# Decoy engagement time?



## Ken Thompson (Jun 9, 2006)

How long can a dog engage a decoy before physically giving out? I realize it depends on the condition of a dog but a dog in good condition, how long? Can one breed GSD, Mal or Dutch go longer than the other?


----------



## Mike Schoonbrood (Mar 27, 2006)

Some dogs will keep on going and going and going, the decoy will wear out long before the dog does. Some dogs will eventually let go on their own if the decoy just stands still completely passive... with some dogs this might take over an hour before they finally let go, but they would gladly go longer if the decoy continued to fight them.

Don't know any actual numbers, don't know anyones ever tried to work a dog to that level of exhaustion, I'm sure its not safe for the dog to do so.

Weather also has alot to do with it. I've also seen ALOT of dogs that are worn out in 20 minutes working in Florida heat. They will continue to work, but you can see their grip and hardness of the bite start to diminish.


----------



## Jerry Lyda (Apr 4, 2006)

Ken, the Mals and dutch shepherds will work much longer than the GSD.


It don't take the GSD long to get the job DONE.


----------



## Justin Eimer (Oct 17, 2006)

Jerry Lyda said:


> Ken, the Mals and dutch shepherds will work much longer than the GSD.
> 
> 
> It don't take the GSD long to get the job DONE.


HA,HA,HA! :roll:


----------



## Justin Eimer (Oct 17, 2006)

### Problems
[1] Reproduce the decoy engagement thread between "# Decoy engagement" and "(Mar 27, 2006)", inclusive, substituting "canine" for every "dog".
[2] Write the next part of the forum thread on decoy engagement time, picking up right after its final line.
The material that comes next has nothing to do with any of this.

### Listed records
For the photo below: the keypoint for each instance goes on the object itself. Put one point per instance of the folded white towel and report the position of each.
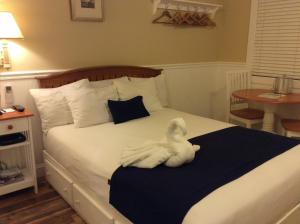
(173, 150)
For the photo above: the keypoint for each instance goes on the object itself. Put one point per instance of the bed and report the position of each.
(80, 170)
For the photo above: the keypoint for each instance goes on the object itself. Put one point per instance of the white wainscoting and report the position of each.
(197, 88)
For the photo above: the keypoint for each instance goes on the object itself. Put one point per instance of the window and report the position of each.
(276, 49)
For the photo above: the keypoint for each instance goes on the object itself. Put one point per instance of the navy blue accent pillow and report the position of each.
(127, 110)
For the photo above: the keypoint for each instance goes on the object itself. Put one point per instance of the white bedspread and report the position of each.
(92, 154)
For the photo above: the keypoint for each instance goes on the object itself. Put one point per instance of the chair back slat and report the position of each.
(236, 80)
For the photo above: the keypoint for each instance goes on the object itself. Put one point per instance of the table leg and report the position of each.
(269, 117)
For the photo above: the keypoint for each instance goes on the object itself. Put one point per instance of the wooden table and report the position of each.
(253, 95)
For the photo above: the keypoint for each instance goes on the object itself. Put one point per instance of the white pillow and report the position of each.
(146, 88)
(107, 82)
(52, 106)
(160, 84)
(75, 85)
(85, 106)
(104, 94)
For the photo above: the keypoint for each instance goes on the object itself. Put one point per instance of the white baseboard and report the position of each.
(40, 170)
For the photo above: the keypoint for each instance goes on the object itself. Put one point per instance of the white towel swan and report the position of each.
(173, 150)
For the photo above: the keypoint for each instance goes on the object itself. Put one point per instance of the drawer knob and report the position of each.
(10, 127)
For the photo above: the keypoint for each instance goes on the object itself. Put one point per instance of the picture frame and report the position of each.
(86, 10)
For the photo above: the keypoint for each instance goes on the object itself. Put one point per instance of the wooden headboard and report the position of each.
(96, 74)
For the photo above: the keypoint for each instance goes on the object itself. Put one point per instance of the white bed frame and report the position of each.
(92, 208)
(95, 210)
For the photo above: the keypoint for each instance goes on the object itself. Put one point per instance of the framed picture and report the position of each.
(86, 10)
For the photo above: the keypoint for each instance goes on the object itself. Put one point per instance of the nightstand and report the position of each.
(20, 122)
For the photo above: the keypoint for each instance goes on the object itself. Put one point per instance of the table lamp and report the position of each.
(9, 29)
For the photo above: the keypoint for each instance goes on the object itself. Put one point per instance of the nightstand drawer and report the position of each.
(13, 126)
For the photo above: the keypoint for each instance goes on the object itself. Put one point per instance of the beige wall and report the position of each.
(127, 36)
(233, 31)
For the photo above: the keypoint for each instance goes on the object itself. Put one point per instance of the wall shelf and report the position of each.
(187, 5)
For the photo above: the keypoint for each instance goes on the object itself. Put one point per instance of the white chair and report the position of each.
(237, 109)
(291, 127)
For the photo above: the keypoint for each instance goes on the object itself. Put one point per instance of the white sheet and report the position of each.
(263, 195)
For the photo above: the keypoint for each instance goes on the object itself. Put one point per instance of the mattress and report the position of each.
(92, 154)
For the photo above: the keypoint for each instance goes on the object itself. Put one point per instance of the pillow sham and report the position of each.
(146, 88)
(131, 109)
(161, 88)
(104, 94)
(52, 107)
(85, 107)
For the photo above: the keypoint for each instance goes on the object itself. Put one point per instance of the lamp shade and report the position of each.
(9, 28)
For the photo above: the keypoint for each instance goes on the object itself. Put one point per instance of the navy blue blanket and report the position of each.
(164, 195)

### In response
[1]
# Decoy engagement time?



## Ken Thompson (Jun 9, 2006)

How long can a canine engage a decoy before physically giving out? I realize it depends on the condition of a canine but a canine in good condition, how long? Can one breed GSD, Mal or Dutch go longer than the other?


----------



## Mike Schoonbrood (Mar 27, 2006)

[2]
Honestly it depends on the dog, their drive level, the temperature, and their level of endurancel. Mals/Dutchies can generally go a little longer than GSD's, just working period. But, if the Mal/Dutchie is not conditioned and the Shepherd is, then it does not really matter. Dogs with longer muzzles (i.e..GSD's, Mals, Dutchies, Dobes), will in most cases (99% I would think there is almost always an exception to a rule) out last those with shorter muzzles (i.e.. Rotties, Corso's, Boxers, etc..). Some dogs with tremendously high drive, will work themselves into the grave if you don't govern them. There are a lot of factors. The best advice is to make sure that you know your dog and don't over do it. A dog that is gradually conditioned to longer bite/fight scenarios will stay with the fight longer. If the dog is fresh and conditioned properly, the decoy will shut down long before the dog will in one continuous fight. Hence the new tag phrase on my shirt, "Decoy till you puke!":lol: Seriously though, I have done it and the dog although tired wasn't amused and wasn't ready to give up. ~Justin


----------



## Howard Gaines III (Dec 26, 2007)

I think the better question isn't with the physical body, but rather the mental aspect of the dog. Some working dogs can be in great physical shape and become a lost cause within minutes. The stress that a young puppy goes through and the developmental bite work stages that it works in, help to prepare it for future "combat" with the decoy/helper. It is also important that the young dog feel "safe" with the handler. The handler acting as a coach can help most dogs overcome stress and fear. The mental element makes anything a winner or loser.


----------



## David Frost (Mar 29, 2006)

I think it also can be proportional to the amount of "combat" the dog is willing to take. Some certainly more than others. 

DFrost


----------



## Matthew Grubb (Nov 16, 2007)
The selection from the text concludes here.